• Task statement: The records should be written out in full, with nothing altered.

• Source material:
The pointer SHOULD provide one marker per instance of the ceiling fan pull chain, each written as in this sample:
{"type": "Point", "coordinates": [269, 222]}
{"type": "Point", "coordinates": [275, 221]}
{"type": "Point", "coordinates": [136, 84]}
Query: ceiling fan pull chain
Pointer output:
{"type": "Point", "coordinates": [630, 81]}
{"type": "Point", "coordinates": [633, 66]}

• Exercise result:
The pointer SHOULD provide one marker per instance of the ceiling fan pull chain, each written as in this sample:
{"type": "Point", "coordinates": [269, 222]}
{"type": "Point", "coordinates": [275, 221]}
{"type": "Point", "coordinates": [136, 84]}
Query: ceiling fan pull chain
Pointer output:
{"type": "Point", "coordinates": [630, 81]}
{"type": "Point", "coordinates": [633, 66]}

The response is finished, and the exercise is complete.